The Alabama Supreme Court ruled last week that frozen embryos are legally considered children, which effectively banned IVF treatment in the state. Following the ruling, several fertility clinics in the state, including the University of Alabama at Birmingham health system, paused IVF treatment due to fears they could face criminal or civil prosecution.

The ruling and its aftermath left thousands of people who are currently undergoing IVF treatment in a devastating limbo, adding even more stress, panic, and heartbreak to what is already a grueling endeavor. Two of those affected are 32-year-old Abbey Crain and her husband Colby, who have been undergoing fertility treatment for more than five years.

Crain, a journalist and artist who lives in Birmingham, has spent the past several years reporting on the loss of women’s rights to their own bodies in Alabama while dealing with the mental and physical toll of her own private fertility journey. She and her husband had been preparing to transfer their frozen embryos from their latest egg retrieval when she heard the news about the Supreme Court’s decision.

“It’s insane,” she says. “While I don’t view my embryos as scared children sitting in the freezer calling for their mommy, I do feel that they are mine and no one else’s. And right now I can’t, can’t touch them physically, mentally, spiritually, if I wanted to. I legally can’t.”

Here, Crain shares her story in her own words, from the hard-fought road she has taken to get her embryos, to why women in every state need to stand up and fight back against the latest gross incursion on the right to our own bodies.

My husband and I have been trying to have a child since 2018. We were sent to a fertility specialist after trying for a year and being unsuccessful. It just so happened that my first IUI [intrauterine insemination] corresponded to Alabama banning abortion in 2019, and I was covering it as a journalist. So I was taking fertility meds while driving to the state house in Montgomery, and then watching men in the Alabama State House fumble over their words on how a baby is made. The disconnect was insane.

We started gearing up to do our first round of IVF in the spring of 2022, right before Roe was overturned. I was still writing about reproductive justice and begging for people to pay attention, but I also knew the decision was inevitable. And I was like, you know what? I can’t do this at the same time. I can’t do it. I stopped writing altogether and pivoted to other jobs in my newsroom. Then, that summer I did two rounds of IVF that summer that were unsuccessful.

Not everyone knows what IVF is like, but many people know what it’s like to wait and want for a kid. Often, it’s all consuming. It’s full of grief, it’s full of hope, it’s full of pain. When that’s where you’re at, that’s everything in your mind. You’re dreaming, you’re planning. I’ve gone back and forth over these last years—I’ve literally lost count of how many—hoping and dreaming and planning for my future. Then trying to tell myself I need to not focus on this. I need to put something else first so I don’t think about it.

§ Activity 1
In the article on the Alabama embryo ruling, why did several fertility clinics in the state pause IVF treatment after the ruling? Answer in one to three sentences.
§ Activity 2
Transcribe the passage of the article on the Alabama embryo ruling between "The Alabama Supreme" and "than five years.", inclusive.

(Saved entries)
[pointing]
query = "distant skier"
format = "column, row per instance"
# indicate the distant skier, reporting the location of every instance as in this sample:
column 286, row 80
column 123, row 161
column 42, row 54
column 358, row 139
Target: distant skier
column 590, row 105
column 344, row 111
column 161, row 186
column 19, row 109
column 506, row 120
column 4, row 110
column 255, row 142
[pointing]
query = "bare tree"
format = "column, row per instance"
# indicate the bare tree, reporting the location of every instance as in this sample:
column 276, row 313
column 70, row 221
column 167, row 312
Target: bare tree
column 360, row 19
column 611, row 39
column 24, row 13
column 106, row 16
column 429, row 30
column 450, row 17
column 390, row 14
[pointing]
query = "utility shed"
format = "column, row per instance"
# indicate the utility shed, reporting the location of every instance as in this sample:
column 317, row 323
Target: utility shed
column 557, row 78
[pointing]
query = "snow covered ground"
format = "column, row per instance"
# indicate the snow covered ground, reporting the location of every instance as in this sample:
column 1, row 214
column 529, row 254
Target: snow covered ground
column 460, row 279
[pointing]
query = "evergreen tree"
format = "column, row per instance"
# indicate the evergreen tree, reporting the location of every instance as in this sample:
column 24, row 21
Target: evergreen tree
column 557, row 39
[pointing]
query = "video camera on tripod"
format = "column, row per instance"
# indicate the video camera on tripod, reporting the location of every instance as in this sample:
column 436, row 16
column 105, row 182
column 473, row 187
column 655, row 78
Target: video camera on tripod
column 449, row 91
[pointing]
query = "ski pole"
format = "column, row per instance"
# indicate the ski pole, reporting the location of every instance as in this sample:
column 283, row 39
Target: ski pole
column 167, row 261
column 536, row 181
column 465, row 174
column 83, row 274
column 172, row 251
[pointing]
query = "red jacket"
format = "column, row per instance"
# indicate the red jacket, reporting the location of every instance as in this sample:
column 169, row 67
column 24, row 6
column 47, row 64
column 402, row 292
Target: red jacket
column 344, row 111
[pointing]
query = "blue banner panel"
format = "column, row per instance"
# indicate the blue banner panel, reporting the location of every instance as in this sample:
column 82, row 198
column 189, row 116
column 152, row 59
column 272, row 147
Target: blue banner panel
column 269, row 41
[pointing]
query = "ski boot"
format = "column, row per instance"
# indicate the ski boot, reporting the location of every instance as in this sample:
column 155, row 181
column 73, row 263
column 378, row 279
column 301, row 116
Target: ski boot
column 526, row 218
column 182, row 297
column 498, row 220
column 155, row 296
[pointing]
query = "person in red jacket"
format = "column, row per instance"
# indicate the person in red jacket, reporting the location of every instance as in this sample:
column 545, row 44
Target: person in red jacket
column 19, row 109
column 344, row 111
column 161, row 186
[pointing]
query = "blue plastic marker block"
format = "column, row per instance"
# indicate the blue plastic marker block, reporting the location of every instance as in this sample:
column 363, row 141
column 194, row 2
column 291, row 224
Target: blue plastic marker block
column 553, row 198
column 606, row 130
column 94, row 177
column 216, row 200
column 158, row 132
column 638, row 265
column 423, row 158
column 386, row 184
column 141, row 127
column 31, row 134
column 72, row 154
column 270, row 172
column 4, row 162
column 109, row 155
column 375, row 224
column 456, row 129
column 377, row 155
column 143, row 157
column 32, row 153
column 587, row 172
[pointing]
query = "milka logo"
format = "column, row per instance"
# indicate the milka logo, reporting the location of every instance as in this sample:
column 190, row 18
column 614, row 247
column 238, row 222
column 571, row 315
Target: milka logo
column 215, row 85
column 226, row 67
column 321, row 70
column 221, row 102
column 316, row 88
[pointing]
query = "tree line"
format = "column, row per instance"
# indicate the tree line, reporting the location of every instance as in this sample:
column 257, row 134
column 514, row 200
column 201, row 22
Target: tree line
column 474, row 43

§ Response box 1
Several clinics, including the University of Alabama at Birmingham health system, paused IVF treatment because they feared they could face criminal or civil prosecution after the Alabama Supreme Court ruled that frozen embryos are legally considered children.

§ Response box 2
The Alabama Supreme Court ruled last week that frozen embryos are legally considered children, which effectively banned IVF treatment in the state. Following the ruling, several fertility clinics in the state, including the University of Alabama at Birmingham health system, paused IVF treatment due to fears they could face criminal or civil prosecution.

The ruling and its aftermath left thousands of people who are currently undergoing IVF treatment in a devastating limbo, adding even more stress, panic, and heartbreak to what is already a grueling endeavor. Two of those affected are 32-year-old Abbey Crain and her husband Colby, who have been undergoing fertility treatment for more than five years.